WHAT IS BEING ASKED
Copy out the items below word for word, starting from their first line and ending with the line that contains "55 0 558 674", both included.

RECORDS SUPPLIED
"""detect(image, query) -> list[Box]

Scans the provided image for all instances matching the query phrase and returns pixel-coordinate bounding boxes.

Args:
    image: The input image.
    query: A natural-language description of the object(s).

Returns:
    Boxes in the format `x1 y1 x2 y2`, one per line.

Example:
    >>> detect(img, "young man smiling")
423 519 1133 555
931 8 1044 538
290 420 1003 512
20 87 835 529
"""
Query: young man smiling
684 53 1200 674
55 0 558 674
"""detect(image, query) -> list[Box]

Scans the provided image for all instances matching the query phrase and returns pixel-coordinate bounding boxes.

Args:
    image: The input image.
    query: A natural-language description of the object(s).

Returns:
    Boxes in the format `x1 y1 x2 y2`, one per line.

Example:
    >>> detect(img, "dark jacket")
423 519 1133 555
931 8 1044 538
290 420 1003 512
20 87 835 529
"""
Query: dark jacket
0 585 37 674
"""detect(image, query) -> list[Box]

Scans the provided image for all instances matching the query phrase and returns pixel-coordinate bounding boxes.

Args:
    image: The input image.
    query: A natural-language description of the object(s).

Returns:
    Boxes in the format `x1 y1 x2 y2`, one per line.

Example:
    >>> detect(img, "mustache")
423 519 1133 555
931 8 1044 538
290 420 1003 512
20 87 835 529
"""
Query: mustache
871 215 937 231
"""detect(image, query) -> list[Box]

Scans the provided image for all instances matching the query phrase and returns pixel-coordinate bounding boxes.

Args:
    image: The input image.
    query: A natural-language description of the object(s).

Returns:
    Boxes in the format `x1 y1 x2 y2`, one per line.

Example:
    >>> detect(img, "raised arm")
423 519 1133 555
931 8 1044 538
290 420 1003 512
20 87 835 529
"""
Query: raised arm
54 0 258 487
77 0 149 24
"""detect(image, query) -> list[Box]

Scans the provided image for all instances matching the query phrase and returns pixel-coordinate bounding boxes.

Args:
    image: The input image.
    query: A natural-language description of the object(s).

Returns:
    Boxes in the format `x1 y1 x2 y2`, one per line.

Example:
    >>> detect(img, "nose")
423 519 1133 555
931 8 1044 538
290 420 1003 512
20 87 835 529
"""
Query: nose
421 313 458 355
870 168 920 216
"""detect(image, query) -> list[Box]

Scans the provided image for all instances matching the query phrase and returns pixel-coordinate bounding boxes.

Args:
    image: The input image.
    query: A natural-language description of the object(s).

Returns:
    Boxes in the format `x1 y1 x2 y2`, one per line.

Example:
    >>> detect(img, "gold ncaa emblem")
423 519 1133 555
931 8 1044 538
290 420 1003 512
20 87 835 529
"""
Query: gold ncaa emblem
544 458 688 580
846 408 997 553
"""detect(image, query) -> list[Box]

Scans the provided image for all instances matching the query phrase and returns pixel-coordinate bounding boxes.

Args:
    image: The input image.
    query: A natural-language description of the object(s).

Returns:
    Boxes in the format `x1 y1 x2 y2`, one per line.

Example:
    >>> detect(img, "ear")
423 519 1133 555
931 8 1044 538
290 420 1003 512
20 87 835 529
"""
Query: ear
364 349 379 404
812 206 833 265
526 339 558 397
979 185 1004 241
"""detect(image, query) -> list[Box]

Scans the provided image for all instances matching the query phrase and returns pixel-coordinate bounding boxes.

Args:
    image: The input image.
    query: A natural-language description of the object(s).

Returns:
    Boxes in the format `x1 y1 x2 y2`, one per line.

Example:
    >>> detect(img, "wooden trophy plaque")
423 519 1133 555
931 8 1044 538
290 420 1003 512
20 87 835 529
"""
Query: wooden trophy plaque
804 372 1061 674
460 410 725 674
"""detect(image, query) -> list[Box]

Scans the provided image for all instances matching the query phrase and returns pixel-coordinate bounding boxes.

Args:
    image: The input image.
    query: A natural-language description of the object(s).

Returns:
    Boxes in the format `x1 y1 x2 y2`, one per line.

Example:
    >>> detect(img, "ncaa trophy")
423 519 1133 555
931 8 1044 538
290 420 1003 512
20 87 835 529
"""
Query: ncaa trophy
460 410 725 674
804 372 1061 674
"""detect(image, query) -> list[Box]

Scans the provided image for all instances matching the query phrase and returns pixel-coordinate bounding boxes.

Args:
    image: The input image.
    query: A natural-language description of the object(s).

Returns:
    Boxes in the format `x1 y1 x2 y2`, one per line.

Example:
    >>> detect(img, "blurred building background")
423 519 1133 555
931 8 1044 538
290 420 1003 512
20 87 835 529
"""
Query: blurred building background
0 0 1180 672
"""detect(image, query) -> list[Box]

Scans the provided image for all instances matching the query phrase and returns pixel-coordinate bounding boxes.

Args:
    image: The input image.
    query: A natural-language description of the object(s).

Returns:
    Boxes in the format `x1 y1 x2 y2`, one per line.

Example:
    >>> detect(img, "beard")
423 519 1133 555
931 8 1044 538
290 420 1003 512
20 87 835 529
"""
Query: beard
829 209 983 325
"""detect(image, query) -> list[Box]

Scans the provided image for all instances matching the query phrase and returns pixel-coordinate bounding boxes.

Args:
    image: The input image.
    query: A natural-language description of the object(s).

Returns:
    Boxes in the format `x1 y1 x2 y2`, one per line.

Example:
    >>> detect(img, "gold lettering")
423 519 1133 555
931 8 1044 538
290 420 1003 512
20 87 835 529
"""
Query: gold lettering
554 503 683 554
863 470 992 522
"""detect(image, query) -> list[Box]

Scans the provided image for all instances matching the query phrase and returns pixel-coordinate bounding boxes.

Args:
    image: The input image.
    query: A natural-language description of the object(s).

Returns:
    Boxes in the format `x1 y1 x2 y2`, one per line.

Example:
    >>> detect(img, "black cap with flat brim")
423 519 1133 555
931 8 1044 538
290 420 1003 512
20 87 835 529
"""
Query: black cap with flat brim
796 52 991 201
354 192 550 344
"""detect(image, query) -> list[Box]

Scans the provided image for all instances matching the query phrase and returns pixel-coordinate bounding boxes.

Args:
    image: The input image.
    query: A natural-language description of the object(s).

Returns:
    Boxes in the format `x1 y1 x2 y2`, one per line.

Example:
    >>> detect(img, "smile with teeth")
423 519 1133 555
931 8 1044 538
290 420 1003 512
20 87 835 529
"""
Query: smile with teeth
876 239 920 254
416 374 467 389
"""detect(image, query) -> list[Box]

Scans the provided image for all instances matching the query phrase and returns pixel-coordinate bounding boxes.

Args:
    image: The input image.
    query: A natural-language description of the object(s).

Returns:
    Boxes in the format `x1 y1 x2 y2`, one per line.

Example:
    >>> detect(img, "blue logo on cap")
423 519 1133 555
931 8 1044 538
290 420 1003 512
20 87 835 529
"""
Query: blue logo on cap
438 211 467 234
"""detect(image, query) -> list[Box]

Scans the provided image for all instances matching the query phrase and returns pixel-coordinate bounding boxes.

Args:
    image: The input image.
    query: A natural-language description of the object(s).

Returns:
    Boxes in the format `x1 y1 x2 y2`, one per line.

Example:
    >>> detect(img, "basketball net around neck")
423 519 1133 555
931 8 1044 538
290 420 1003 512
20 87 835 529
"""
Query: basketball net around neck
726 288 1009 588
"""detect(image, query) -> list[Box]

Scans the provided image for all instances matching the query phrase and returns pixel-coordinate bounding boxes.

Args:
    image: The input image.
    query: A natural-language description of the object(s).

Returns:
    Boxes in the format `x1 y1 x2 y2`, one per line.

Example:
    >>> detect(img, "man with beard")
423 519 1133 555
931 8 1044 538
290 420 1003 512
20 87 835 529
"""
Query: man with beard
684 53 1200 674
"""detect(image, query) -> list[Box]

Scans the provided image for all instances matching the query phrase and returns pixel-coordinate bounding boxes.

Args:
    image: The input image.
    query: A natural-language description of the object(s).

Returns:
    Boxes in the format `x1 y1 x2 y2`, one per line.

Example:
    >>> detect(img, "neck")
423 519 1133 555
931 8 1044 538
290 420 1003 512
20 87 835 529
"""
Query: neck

SOLUTION TO THIS TASK
"""detect(image, query) -> list[Box]

Scans the provided image for all instances matching the query phrase and returns pixel-coordinate bounding boxes.

Args:
    image: The input image.
    query: A natural-language description of the object(s).

Returns:
    Boxes in the format `x1 y1 x2 y2`, one per line.

Example:
    >>> detect(img, "young man smiling")
423 519 1133 555
931 8 1044 538
290 420 1003 512
20 87 835 529
"""
Query: young man smiling
684 53 1200 674
55 0 558 674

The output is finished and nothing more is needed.